* **Passage given**
-------------------------
1
$\begingroup$

Context:

In Lecture 1 of the Central Lecture Course, Professor Schuller begins with the so-called "physical key definition" of space-time:

Spacetime is a four-dimensional topological manifold with a smooth atlas carrying a torsion-free connection compatible with the Lorentzian metric and a time orientation satisfying the Einstein equations.

At the coarsest level, "spacetime" is a "set". Not enough to talk about continuity of maps. Why do we as physicists want to talk about continuity of maps? Well, in classical physics we have the idea that curves do not "jump".

Weakest structure that can be established on a set which allows a definition of continuity of maps is called a topology.

Not all the first terms in the first paragraph are clear to me yet. However, this question thread is solely based on what I understood (and didn't understand) from the first lecture.


As far as I understand:

  1. If $M$ is a set, a topology $\mathcal{O}$ is a subset $\mathcal{O}\subseteq \mathcal{P}(M)$ satisfying

    (i) $\phi\in \mathcal{O}$

    (ii) $u,v\in\mathcal{O}\implies u\cap v \in \mathcal{O}$

    (iii) $u_{\alpha}\in \mathcal{O} \implies (\bigcup_{\alpha\in A}u_{\alpha}) \in \mathcal{O}$ where $\alpha$ comes from an arbitrary (not necessarily countable) index set.

  2. We can define "continuous maps" between two sets $M$ (equipped with a topology $\mathcal{O}_M$) and $N$ (equipped with a topology $\mathcal{O}_N$).

    A map $f:(M,\mathcal{O}_M)\to (N,\mathcal{O}_N)$ is called continuous if

$$\forall \ V \in \mathcal{O}_N: \text{preim}_f(V) \in \mathcal{O}_M$$

Now, the problem is that I'm not being able to relate "there cannot be jumps in classical physics" to "spacetime is a set with a certain topology".


Questions:

  1. What exactly is meant by "there cannot be jumps in classical physics"? Are they simply referring to the fact that particles in classical mechanics follow "continuous trajectories"? Or do are they referring to something more fundamental to classical mechanics? By the way, I'm also not completely sure that "trajectories are continuous" is an absolute necessity in classical mechanics.

  2. To define a continuous map (in this context), we will need two sets equipped with their own topologies. If spacetime is considered to be a set with its own topology, what is the other set (to which continuous maps can be defined)? (As of now) it sort of seems meaningless to me when they say that spacetime is continuous in general relativity without mentioning what the other set (equipped with a certain topology) is.

  3. If the answer to point (1) is "yes", then how exactly is the fact that "trajectories in classical mechanics are continuous" related to the fact that "spacetime is continuous", and in turn how is that related to the fact that "continuous maps can be defined between two sets equipped with their own topologies". Basically, I'm not being able to connect these three notions. At least, not mathematically.
-------------------------
* **Entries shown**
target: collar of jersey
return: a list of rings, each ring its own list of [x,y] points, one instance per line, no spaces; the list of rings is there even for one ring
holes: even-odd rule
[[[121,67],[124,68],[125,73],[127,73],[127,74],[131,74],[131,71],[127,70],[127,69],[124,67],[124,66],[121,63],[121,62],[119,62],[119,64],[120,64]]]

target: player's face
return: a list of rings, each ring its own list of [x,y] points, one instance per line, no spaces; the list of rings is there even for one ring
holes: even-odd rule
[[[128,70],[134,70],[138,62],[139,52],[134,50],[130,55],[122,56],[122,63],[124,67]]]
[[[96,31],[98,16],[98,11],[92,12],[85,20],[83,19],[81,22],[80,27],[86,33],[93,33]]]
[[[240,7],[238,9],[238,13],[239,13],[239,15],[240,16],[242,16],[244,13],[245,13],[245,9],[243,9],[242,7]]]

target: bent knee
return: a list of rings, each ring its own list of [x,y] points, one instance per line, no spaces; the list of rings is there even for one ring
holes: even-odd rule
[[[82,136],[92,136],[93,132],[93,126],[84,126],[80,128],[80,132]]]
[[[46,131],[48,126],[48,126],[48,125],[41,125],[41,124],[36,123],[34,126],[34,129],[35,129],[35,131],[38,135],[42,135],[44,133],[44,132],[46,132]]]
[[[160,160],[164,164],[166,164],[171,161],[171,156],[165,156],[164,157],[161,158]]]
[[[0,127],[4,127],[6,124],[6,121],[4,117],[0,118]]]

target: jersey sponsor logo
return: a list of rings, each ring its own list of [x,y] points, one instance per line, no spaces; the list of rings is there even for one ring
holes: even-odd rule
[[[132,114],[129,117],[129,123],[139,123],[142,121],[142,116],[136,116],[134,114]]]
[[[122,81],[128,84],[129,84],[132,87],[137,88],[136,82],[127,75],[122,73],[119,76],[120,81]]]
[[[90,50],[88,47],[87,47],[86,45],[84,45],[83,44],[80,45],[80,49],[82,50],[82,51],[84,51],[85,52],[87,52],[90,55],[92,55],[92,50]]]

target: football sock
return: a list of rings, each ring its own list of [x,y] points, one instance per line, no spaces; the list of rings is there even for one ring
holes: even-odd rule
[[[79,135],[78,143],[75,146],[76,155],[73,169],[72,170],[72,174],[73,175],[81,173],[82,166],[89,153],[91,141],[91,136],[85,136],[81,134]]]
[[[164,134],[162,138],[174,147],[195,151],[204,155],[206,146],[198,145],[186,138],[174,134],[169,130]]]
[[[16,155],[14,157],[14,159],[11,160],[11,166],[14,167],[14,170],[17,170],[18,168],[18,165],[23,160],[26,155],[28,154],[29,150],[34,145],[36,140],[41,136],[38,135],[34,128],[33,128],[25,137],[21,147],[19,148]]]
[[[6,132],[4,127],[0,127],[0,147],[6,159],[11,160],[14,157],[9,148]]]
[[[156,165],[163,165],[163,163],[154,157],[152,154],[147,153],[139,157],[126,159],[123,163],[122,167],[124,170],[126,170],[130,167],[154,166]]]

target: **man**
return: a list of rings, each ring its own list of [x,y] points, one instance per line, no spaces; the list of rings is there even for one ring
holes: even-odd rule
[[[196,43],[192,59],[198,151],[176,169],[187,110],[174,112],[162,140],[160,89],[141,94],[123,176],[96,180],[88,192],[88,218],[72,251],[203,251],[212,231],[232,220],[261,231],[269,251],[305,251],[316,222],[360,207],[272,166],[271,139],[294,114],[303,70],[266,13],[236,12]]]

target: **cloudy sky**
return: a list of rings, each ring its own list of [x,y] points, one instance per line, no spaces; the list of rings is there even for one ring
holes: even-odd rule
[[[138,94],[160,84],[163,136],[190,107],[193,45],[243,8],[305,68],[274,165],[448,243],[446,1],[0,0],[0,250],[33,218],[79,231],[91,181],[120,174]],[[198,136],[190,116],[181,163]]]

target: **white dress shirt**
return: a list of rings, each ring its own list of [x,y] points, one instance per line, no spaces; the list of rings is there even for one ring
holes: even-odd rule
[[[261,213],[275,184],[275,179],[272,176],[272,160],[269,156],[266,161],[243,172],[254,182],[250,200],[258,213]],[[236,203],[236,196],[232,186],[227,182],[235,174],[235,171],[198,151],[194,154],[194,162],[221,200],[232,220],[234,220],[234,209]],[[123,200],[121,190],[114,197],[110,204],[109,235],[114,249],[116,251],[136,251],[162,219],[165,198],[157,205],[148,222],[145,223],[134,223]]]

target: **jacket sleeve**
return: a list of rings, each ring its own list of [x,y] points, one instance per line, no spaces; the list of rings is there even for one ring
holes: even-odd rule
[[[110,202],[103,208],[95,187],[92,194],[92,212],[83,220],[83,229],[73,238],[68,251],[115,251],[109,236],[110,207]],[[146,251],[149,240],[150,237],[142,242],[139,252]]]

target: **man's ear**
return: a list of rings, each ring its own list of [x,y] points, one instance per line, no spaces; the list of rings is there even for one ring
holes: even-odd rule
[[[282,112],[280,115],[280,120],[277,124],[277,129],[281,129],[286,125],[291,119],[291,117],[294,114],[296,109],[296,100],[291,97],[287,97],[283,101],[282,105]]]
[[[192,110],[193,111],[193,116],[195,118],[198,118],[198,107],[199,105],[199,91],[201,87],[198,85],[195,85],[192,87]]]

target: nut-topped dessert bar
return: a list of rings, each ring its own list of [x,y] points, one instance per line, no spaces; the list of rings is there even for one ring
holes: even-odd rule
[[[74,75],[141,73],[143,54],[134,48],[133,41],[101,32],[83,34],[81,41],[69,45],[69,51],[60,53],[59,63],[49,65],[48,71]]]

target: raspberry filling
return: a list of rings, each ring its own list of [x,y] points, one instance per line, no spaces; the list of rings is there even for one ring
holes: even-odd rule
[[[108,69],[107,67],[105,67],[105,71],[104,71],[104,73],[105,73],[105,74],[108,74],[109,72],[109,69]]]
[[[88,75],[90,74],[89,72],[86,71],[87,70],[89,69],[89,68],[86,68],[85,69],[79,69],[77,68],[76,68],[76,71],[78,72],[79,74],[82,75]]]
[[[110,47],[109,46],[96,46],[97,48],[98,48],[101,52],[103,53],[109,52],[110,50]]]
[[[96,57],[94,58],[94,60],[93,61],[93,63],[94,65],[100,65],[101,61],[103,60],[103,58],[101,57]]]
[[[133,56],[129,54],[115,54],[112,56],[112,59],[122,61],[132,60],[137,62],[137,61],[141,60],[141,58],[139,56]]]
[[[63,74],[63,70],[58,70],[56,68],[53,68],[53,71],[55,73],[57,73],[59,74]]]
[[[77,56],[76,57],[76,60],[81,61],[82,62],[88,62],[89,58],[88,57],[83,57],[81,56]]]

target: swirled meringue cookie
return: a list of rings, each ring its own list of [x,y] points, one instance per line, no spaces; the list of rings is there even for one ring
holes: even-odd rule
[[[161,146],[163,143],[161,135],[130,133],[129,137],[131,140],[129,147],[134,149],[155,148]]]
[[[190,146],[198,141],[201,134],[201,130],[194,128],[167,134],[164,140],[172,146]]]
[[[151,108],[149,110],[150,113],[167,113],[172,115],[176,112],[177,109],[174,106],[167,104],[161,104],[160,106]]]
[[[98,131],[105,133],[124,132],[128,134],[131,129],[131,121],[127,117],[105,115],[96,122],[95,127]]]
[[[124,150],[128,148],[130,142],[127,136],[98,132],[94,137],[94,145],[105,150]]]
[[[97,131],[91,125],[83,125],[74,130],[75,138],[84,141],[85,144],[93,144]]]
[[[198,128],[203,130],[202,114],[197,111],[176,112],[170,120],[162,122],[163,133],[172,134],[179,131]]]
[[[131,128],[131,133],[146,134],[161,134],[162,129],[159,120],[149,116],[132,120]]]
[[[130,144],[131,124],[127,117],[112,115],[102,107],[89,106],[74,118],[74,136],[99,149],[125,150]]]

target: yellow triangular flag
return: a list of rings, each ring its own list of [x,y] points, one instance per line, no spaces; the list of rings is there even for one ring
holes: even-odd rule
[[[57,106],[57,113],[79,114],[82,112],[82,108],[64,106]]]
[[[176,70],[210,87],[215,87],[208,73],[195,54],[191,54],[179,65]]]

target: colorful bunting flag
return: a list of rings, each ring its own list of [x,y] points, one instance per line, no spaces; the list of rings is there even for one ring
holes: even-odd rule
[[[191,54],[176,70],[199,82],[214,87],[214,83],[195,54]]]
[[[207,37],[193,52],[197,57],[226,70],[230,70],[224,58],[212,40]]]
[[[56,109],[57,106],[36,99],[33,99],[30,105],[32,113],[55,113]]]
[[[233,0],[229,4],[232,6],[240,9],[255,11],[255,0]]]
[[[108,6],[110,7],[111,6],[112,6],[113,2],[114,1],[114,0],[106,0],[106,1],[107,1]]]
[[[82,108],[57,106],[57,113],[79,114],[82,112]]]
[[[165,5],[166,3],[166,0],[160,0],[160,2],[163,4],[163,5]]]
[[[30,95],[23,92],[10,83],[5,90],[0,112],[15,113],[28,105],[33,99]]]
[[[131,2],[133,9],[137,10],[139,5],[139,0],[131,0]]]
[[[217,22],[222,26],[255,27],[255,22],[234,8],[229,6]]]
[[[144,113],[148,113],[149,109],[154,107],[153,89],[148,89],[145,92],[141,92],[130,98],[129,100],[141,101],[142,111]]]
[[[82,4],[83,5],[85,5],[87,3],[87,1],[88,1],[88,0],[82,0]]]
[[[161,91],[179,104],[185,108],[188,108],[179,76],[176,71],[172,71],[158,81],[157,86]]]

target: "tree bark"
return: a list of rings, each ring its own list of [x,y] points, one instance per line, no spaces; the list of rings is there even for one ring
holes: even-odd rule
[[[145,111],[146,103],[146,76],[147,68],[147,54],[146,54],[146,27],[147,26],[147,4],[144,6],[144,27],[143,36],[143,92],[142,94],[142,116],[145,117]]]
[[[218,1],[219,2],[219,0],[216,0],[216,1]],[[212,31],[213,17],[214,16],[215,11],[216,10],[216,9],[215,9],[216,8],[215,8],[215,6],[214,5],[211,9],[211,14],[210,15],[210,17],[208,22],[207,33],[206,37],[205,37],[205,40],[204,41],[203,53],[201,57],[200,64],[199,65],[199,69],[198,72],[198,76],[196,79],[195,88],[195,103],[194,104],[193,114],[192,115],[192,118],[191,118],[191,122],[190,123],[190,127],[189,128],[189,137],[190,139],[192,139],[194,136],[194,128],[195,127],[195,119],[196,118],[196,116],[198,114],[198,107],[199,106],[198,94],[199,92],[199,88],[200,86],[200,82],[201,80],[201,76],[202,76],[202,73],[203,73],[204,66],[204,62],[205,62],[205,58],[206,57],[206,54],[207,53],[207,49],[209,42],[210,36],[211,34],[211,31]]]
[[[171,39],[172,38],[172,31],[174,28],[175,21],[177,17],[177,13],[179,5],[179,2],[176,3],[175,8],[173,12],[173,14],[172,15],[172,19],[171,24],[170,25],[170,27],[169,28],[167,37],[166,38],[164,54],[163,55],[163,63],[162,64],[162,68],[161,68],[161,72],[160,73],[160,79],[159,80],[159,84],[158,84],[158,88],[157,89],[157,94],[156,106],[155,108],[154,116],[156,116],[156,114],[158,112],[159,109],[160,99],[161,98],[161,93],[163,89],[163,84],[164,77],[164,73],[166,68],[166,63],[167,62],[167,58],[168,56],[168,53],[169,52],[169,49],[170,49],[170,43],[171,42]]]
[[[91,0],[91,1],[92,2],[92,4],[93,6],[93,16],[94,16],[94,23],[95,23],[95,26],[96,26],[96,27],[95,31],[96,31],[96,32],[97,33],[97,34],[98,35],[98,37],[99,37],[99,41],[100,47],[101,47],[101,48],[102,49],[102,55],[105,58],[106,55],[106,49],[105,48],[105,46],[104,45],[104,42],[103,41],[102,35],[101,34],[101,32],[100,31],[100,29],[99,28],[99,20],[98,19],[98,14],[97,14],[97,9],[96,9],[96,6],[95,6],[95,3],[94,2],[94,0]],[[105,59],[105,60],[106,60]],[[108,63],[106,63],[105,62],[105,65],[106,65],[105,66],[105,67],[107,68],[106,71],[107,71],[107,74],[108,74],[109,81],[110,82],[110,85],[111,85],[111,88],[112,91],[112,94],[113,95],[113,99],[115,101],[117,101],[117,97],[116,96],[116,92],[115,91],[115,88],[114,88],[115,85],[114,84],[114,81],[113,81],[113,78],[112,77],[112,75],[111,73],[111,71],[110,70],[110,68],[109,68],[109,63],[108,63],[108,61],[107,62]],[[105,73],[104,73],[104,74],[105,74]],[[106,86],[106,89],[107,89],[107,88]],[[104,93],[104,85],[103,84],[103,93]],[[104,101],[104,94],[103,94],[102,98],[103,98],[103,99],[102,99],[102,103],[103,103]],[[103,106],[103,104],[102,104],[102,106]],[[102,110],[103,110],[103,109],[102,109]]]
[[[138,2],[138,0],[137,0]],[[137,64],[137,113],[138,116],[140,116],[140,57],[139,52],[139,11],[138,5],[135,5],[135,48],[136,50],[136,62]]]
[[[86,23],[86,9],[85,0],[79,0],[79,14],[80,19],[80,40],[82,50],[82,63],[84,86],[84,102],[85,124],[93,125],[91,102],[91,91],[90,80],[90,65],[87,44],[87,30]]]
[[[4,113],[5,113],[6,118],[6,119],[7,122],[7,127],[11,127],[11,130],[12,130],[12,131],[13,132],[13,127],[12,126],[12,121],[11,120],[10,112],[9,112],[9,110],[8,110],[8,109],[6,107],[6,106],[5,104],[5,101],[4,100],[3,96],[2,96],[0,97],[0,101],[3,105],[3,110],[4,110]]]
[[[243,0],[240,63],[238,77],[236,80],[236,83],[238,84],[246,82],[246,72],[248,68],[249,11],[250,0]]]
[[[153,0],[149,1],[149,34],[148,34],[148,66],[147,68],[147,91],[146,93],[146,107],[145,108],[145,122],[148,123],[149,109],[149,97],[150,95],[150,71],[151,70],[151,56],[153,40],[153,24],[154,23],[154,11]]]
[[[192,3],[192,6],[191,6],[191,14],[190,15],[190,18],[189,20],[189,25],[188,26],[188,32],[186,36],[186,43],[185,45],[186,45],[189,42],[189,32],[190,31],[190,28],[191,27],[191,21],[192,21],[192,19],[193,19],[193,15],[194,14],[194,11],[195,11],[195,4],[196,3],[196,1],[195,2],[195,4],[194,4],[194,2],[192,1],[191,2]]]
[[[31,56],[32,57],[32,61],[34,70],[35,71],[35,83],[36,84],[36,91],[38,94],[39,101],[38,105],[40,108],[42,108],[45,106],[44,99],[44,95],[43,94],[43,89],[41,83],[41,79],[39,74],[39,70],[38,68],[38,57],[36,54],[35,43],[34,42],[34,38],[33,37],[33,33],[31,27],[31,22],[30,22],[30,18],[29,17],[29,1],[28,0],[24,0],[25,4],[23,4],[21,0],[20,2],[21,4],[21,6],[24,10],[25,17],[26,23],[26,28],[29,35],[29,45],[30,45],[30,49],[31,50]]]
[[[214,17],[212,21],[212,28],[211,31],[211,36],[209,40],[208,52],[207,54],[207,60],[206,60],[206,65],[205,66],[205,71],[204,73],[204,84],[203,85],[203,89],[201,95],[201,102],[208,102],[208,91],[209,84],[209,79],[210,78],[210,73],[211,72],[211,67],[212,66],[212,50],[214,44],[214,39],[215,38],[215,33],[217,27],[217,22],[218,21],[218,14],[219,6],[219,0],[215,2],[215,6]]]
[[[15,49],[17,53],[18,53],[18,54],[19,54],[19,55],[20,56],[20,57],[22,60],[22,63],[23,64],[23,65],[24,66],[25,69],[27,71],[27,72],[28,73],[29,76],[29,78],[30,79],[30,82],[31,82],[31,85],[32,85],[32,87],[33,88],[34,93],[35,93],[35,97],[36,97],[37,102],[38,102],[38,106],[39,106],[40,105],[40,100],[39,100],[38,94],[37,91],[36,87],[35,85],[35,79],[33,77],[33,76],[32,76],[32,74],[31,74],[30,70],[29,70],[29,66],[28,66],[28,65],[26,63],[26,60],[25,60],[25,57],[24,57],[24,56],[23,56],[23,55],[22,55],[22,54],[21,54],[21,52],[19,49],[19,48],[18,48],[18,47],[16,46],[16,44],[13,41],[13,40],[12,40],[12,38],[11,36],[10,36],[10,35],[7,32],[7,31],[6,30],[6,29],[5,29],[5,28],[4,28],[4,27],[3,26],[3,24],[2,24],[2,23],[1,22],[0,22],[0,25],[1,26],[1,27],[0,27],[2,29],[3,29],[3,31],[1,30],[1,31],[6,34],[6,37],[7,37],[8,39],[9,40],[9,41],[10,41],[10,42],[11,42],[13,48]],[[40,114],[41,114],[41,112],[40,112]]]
-------------------------
* **Required tasks**
1 - In the forum thread, what is the weakest structure on a set that allows continuity of maps to be defined?
2 - Reproduce the part of the forum thread from "2. To define" up to and including "certain topology) is.".

* **Final answers**
1 - A topology.

2 -
2. To define a continuous map (in this context), we will need two sets equipped with their own topologies. If spacetime is considered to be a set with its own topology, what is the other set (to which continuous maps can be defined)? (As of now) it sort of seems meaningless to me when they say that spacetime is continuous in general relativity without mentioning what the other set (equipped with a certain topology) is.